* Task brief:
What is needed is an exact copy of every entry below, minus the images.

* Data in this exercise:
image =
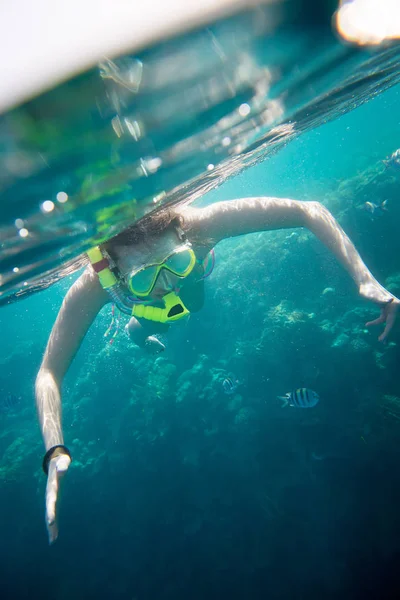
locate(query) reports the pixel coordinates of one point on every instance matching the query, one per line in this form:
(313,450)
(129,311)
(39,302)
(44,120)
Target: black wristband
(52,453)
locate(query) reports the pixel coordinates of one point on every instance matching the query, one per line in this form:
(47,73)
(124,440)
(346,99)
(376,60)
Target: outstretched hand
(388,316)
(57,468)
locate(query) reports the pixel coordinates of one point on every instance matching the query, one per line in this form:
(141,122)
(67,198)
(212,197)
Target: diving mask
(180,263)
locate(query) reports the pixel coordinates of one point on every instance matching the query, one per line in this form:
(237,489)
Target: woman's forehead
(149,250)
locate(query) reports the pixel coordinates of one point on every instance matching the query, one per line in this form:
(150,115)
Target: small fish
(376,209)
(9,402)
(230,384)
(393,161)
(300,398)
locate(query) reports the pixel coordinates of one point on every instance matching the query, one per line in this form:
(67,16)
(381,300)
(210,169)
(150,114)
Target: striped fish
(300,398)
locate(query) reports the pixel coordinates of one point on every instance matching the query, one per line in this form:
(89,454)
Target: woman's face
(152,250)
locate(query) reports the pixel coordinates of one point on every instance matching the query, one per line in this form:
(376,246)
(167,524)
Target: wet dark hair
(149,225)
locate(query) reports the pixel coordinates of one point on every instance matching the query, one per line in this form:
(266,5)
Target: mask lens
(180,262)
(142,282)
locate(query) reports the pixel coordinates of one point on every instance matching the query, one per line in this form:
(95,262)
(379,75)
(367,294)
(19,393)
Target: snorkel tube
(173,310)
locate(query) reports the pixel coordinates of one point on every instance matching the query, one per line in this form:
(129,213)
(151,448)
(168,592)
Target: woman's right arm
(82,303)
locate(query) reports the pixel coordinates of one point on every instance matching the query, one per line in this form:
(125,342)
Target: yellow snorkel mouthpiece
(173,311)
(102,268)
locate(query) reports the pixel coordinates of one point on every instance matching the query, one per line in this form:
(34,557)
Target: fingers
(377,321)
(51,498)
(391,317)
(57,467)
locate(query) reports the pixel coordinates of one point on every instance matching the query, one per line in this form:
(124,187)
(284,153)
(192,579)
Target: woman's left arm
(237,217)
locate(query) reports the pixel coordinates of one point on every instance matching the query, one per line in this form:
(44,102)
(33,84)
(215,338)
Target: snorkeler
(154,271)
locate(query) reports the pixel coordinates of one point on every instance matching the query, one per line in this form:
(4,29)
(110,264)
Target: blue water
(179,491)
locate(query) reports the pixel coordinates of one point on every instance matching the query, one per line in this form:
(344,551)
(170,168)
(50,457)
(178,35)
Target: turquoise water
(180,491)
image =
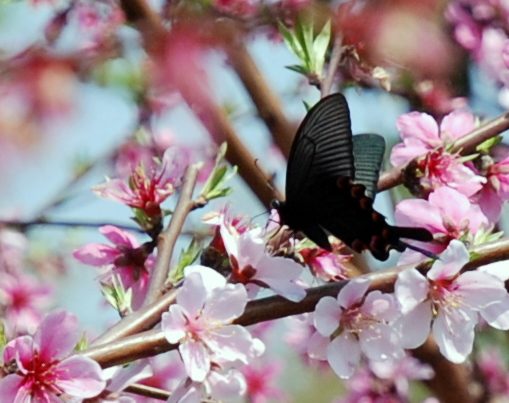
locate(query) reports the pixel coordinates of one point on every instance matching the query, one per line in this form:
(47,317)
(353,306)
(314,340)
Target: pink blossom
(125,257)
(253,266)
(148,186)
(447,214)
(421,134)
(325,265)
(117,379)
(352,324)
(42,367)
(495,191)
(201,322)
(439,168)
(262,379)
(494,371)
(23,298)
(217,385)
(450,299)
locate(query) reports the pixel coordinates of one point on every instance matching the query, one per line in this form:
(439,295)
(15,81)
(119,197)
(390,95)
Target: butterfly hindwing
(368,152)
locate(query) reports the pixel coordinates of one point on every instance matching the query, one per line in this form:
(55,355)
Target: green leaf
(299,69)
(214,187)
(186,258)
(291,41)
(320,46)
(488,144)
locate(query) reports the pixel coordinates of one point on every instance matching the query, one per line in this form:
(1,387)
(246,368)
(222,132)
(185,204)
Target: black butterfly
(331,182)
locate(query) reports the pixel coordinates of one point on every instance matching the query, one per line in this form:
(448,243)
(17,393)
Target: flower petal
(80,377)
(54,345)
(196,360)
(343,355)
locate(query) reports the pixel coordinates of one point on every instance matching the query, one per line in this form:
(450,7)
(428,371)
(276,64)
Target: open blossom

* Answer below:
image =
locate(query) reports the pixel coordinates of one point on every instance matching the query, one per line in this form:
(313,450)
(129,311)
(39,302)
(44,120)
Target: black wristband
(52,453)
locate(query) reports the pixel coordinates of one point on every instance matching the query, one per line in this form:
(47,73)
(124,440)
(346,99)
(376,60)
Target: outstretched hand
(388,316)
(57,468)
locate(query) reports the pixel coordinates of one point on every instance matching the query, one per line in this form:
(141,122)
(67,198)
(212,197)
Target: diving mask
(180,263)
locate(query) reports the pixel coordinates of one point on every instance matching the query, one per line in this form:
(237,489)
Target: woman's forehead
(149,250)
locate(query) reports the pixel coordinates of one point on every instance matching the query, one per line in this form:
(150,115)
Target: small fish
(376,209)
(9,402)
(230,384)
(393,161)
(300,398)
locate(query) reports the pixel coordinates of one point on every instance matching the query, one per line in this form:
(67,16)
(381,300)
(210,169)
(150,114)
Target: striped fish
(300,398)
locate(query) reports the pixel coordinates of one point on every instance matching the query, one per line in this form:
(89,454)
Target: woman's face
(152,250)
locate(query) reports the pixel coordinates of one point on every instance matching the query, one per line in this form:
(376,246)
(167,524)
Target: wet dark hair
(149,225)
locate(query) reports the pixel coordinates of one point on every instance matching the query, one per line in this form:
(266,5)
Target: mask lens
(180,262)
(142,282)
locate(query) reports the pixel coordinates of one point on every instance matching the query, one per line in this form:
(95,262)
(379,75)
(367,294)
(19,393)
Target: snorkel tube
(173,310)
locate(query) reports the pixel coordinates of one point on every instance matching the query, one per line in this form:
(129,213)
(151,448)
(168,592)
Target: woman's right arm
(82,303)
locate(query) reports the pixel coordinates of one point on every instance matching the query, one per line in this form:
(125,342)
Target: yellow snorkel mouthpiece
(173,311)
(102,268)
locate(query) reports the pixel coordinates of one point on every instance matching the query, one per line in this form:
(34,557)
Target: fingers
(377,321)
(51,498)
(391,317)
(57,467)
locate(query) reports the pixel coordinates of one point on every instance matching the query, one per line in this form:
(124,187)
(284,153)
(192,579)
Target: woman's left arm
(237,217)
locate(query) reports the pixel coordinates of one point on every instance matching the query, one per line in this form:
(44,102)
(33,84)
(215,338)
Target: snorkeler
(154,271)
locate(query) reports the pixel coordinates of one point on every instance matching the query, one per line in this form:
(4,29)
(110,264)
Target: blue water
(179,491)
locate(query) reports the pixel coordinates of one point on every instance matching the query, one per line in this form:
(344,551)
(170,168)
(50,457)
(178,35)
Target: turquoise water
(180,491)
image =
locate(query) reports the pixel coordinates of one point on every instance matching the query, one per line in this form:
(47,317)
(353,306)
(314,340)
Target: pink blossom
(125,257)
(253,266)
(148,186)
(447,214)
(421,134)
(325,265)
(117,379)
(352,324)
(42,367)
(495,191)
(201,322)
(439,168)
(262,379)
(494,371)
(23,298)
(217,385)
(450,299)
locate(query) reports the pixel coordinates of one point on every instance matching the query, one per line in this form:
(439,295)
(15,81)
(119,197)
(390,95)
Target: butterfly hindwing
(368,152)
locate(query) reports the pixel coordinates of one point on every instance matching the query, one per line in this form:
(55,355)
Target: green leaf
(299,69)
(214,187)
(186,258)
(291,41)
(320,46)
(488,144)
locate(query) reports the pixel coordinates of one point on every instance matching the query, one per line in this form:
(1,387)
(246,368)
(222,132)
(185,204)
Target: black butterfly
(331,182)
locate(query) reports the pixel coordinates of one point on every instance matching the query, one per line in this form:
(448,243)
(17,393)
Target: flower petal
(80,377)
(54,345)
(196,360)
(343,355)
locate(query) reports the pixel coordinates of one point on every instance matching the query, one per line in this form:
(450,7)
(428,371)
(276,64)
Target: open blossom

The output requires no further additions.